## What is being asked
According to the text about fostering a shy rescue dog, how old is Kim estimated to be?

## Document extract
I asked a couple of rescue centres if they had any dogs needed urgent temporary respite, and they did. In time I will likely take an older orphaned dog and we can potter gently together into old age but for now a fairly quick turnaround seemed best, young dogs screwed over by life but still with a good chance of starting over and finding forever homes after an intervention to reset.  

Kim, a part Breton with a strong look of the breed, (bird dogs, also known as Brittany spaniels) is beautiful, and gentle, but virtually paralysed by shyness. He was unchipped and his history is unknown – he came onto the rescue radar in February in a city pound, and hid in the back of his run, then was taken by GADAH into a pack of Bretons at a residency where he did his best to efface himself. He’s estimated to be around three years old. The fostering goal is to finish the course of pills he’s on until he’s cured of the two Mediterranean diseases he’s picked up – a matter of weeks to go – but also to rebuild his confidence and get him to interact with people. From the second day there was a tail thump in greeting, now, a week in, he’ll lean into a hug and shyly invite tummy rubs, but he still won’t move  if there’s any chance of being seen. I put food and water at the other end of the room and the bowls are emptied within seconds of me leaving, but if I stay, (and I have taken a book and stayed) he’ll go hungry rather than show he can move. He sneaks to the terrace to make his toilet when I am safely out. The ultimate goal is to get him going for walks on a lead and, a week in, it’s hard to tell whether that will be another week, a year, or never . . .

[Referring-expression pointing data]
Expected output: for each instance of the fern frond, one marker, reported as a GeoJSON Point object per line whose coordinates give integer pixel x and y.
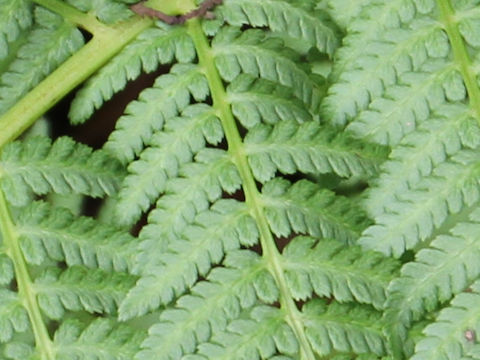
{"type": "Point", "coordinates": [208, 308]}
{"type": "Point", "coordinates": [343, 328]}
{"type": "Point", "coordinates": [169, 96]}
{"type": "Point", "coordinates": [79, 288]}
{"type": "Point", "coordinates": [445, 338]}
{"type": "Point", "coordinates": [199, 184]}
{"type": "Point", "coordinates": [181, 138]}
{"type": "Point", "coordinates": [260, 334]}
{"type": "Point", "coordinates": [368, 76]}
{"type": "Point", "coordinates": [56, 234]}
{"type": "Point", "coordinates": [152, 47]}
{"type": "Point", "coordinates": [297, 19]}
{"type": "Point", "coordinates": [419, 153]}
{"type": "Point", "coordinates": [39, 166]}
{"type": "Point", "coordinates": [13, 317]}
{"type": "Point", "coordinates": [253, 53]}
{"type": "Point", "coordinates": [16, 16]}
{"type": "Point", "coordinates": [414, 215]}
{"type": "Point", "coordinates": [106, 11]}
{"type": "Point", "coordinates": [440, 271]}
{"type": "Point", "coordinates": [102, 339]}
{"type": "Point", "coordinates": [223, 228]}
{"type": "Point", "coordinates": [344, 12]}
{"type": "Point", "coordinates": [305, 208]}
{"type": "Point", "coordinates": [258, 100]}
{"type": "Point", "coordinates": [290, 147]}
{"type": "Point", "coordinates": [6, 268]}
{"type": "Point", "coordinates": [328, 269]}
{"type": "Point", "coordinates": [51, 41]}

## Output below
Around three years old.